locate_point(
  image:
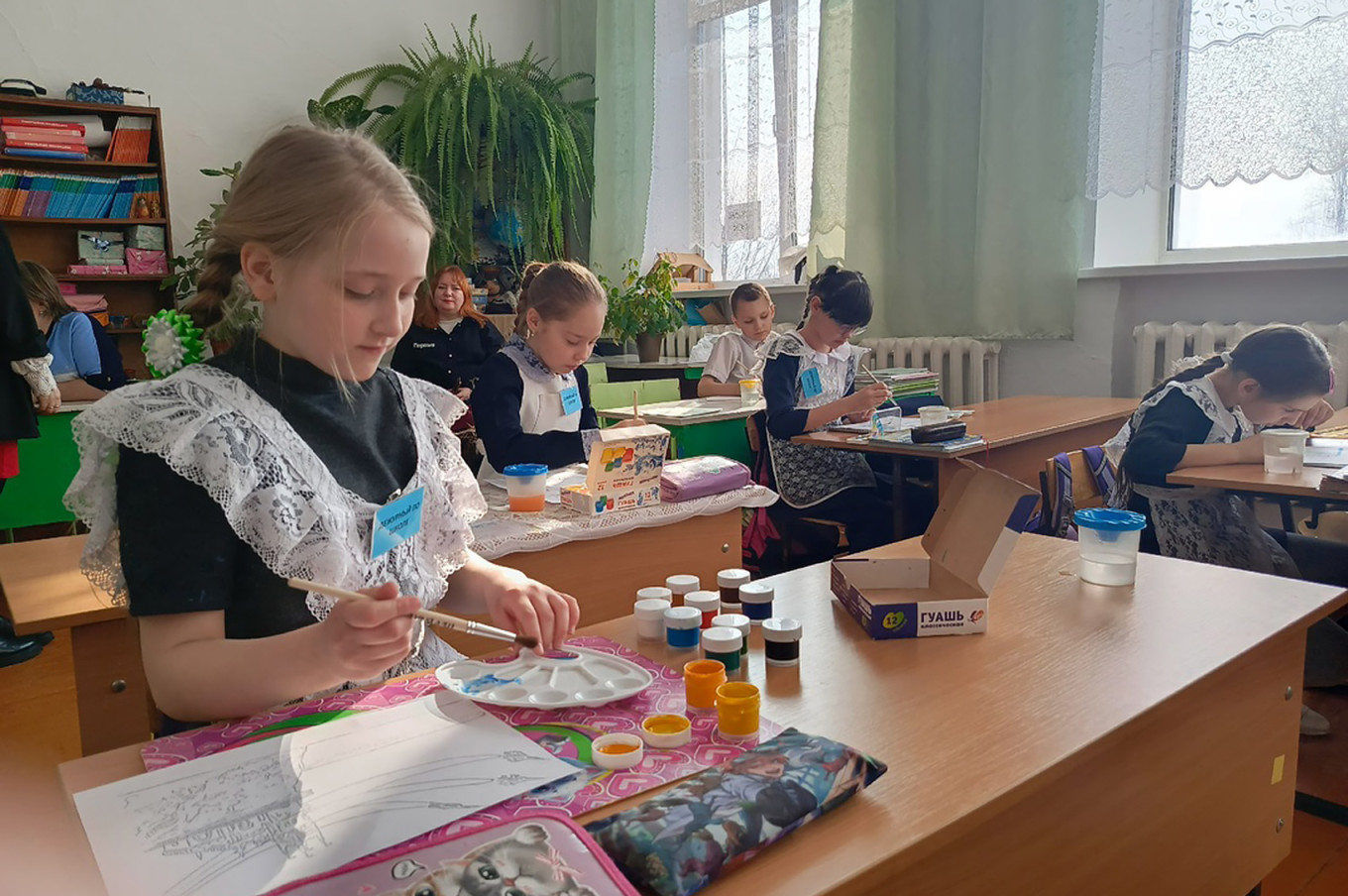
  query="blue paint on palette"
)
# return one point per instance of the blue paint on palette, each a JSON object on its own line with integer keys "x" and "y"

## Exercise objective
Turn every line of the material above into a numbered list, skipping blank lines and leaving out the pictures.

## The reply
1. locate_point(
2.   image:
3.   query="blue paint on palette"
4. )
5. # return one point per instance of the blue paint on palette, each a JSON object on its own line with integer keys "x" and "y"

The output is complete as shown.